● What the task asks
Express every line of the records as a JSON list of strings, one string per line and no strings for blank lines.

● Task inputs
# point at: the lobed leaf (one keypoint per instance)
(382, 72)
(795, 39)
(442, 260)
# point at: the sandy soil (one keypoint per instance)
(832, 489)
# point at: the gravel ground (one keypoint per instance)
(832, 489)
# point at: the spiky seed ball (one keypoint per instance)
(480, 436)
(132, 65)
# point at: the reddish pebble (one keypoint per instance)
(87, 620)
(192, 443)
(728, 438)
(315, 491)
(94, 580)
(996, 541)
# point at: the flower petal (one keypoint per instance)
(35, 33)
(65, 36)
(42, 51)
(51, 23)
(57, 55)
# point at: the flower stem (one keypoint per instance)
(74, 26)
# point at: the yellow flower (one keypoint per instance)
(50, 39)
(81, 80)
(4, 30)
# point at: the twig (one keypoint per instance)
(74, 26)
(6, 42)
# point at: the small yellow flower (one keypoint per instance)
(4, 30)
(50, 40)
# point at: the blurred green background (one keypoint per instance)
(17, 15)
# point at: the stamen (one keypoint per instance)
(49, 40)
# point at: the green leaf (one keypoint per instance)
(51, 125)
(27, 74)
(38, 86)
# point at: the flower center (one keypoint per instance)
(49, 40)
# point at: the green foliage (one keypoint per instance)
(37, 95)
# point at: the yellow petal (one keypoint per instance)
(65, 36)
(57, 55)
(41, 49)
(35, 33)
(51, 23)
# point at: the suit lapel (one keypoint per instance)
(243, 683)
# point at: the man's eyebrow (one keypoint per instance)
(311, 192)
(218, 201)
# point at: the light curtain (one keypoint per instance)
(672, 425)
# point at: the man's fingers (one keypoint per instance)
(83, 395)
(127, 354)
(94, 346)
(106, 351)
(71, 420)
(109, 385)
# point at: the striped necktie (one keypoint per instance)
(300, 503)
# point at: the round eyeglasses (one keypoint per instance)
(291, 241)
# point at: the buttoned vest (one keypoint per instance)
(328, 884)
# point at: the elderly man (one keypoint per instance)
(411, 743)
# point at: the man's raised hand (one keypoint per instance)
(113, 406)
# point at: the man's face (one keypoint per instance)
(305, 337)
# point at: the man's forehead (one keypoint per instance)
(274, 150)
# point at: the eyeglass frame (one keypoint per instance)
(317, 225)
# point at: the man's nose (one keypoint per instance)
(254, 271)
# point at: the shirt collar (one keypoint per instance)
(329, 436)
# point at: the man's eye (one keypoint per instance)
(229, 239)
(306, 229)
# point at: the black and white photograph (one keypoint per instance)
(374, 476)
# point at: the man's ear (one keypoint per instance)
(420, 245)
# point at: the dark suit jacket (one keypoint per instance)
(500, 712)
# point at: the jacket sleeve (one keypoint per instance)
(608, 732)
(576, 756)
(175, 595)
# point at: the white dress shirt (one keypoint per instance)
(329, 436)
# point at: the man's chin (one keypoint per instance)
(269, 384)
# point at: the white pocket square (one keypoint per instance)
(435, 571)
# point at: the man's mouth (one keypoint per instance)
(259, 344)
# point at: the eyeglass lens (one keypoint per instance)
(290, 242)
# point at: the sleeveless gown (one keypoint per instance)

● Written response
[
  "# point at: the lobed leaf (one keypoint per instance)",
  "(382, 72)",
  "(795, 39)",
  "(442, 260)",
  "# point at: the sandy soil (one keypoint per instance)",
  "(832, 489)",
  "# point at: the gravel ground (one keypoint per instance)",
  "(832, 489)",
  "# point at: the spiky seed ball (one keypoint per instance)",
  "(480, 436)",
  "(132, 65)",
  "# point at: the reddish pebble (one keypoint per instance)",
  "(87, 620)",
  "(192, 443)",
  "(728, 438)",
  "(315, 491)",
  "(94, 580)",
  "(996, 541)",
  "# point at: the flower petal (one keypoint per instance)",
  "(35, 33)",
  "(65, 36)",
  "(42, 51)",
  "(51, 23)",
  "(57, 55)",
  "# point at: the flower stem (one keypoint per instance)",
  "(74, 26)",
  "# point at: the yellow flower (one keypoint per instance)",
  "(50, 39)",
  "(81, 80)",
  "(4, 30)",
  "# point at: the twig (one keypoint per instance)",
  "(74, 26)",
  "(6, 42)",
  "# point at: the small yellow flower (one keypoint per instance)",
  "(4, 30)",
  "(50, 40)",
  "# point at: the blurred green background (one keypoint per instance)",
  "(17, 15)",
  "# point at: the stamen (one keypoint per instance)",
  "(49, 40)",
  "# point at: the green leaf (one keypoint per instance)",
  "(51, 125)",
  "(27, 74)",
  "(38, 86)",
  "# point at: the flower center (one keypoint per instance)",
  "(49, 40)",
  "# point at: the green foliage (one keypoint per instance)",
  "(37, 95)",
  "# point at: the yellow petal (one keypoint per instance)",
  "(65, 36)",
  "(57, 55)",
  "(41, 49)",
  "(35, 33)",
  "(51, 23)",
  "# point at: the suit lapel (one keypoint per instance)",
  "(243, 683)",
  "# point at: the man's eyebrow (one keypoint per instance)",
  "(311, 192)",
  "(218, 201)",
  "# point at: the light curtain (one keypoint per instance)",
  "(672, 425)",
  "# point at: the man's fingers (one keypoint per instance)",
  "(83, 395)",
  "(127, 354)",
  "(94, 346)",
  "(106, 351)",
  "(71, 420)",
  "(109, 385)",
  "# point at: the striped necktie (one keypoint per instance)",
  "(300, 503)",
  "# point at: the round eyeglasses (one keypoint per instance)",
  "(291, 241)",
  "# point at: the buttoned vest (one keypoint per instance)",
  "(328, 884)",
  "# point at: the elderly man (one keypoint per instance)",
  "(411, 743)",
  "# point at: the man's raised hand (one keypoint per instance)",
  "(113, 406)",
  "# point at: the man's face (one keypoint per instance)",
  "(305, 337)",
  "# point at: the man's forehead (one keypoint per instance)",
  "(274, 150)",
  "# point at: the eyeglass frame (one keypoint per instance)",
  "(317, 225)",
  "# point at: the man's nose (one keypoint per instance)",
  "(254, 271)",
  "# point at: the shirt collar (one keypoint per instance)",
  "(329, 436)",
  "# point at: the man's eye (one keypoint per instance)",
  "(229, 239)",
  "(306, 229)",
  "# point at: the black and white photograph (one keypoint per instance)",
  "(374, 476)",
  "# point at: the man's ear (one keypoint per instance)",
  "(420, 245)",
  "# point at: the dark suit jacket (one keypoint per instance)",
  "(500, 712)",
  "# point at: the jacket sleeve (one keypoint per instance)",
  "(608, 732)",
  "(576, 756)",
  "(175, 595)",
  "# point at: the white dress shirt (one keypoint per instance)",
  "(329, 436)",
  "# point at: the man's chin (one keypoint per instance)",
  "(269, 384)",
  "# point at: the white pocket square (one keypoint per instance)",
  "(435, 571)",
  "# point at: the man's mouth (one keypoint per instance)",
  "(259, 344)",
  "# point at: the eyeglass lens (one keypoint per instance)",
  "(290, 242)",
  "# point at: the sleeveless gown (one keypoint per instance)"
]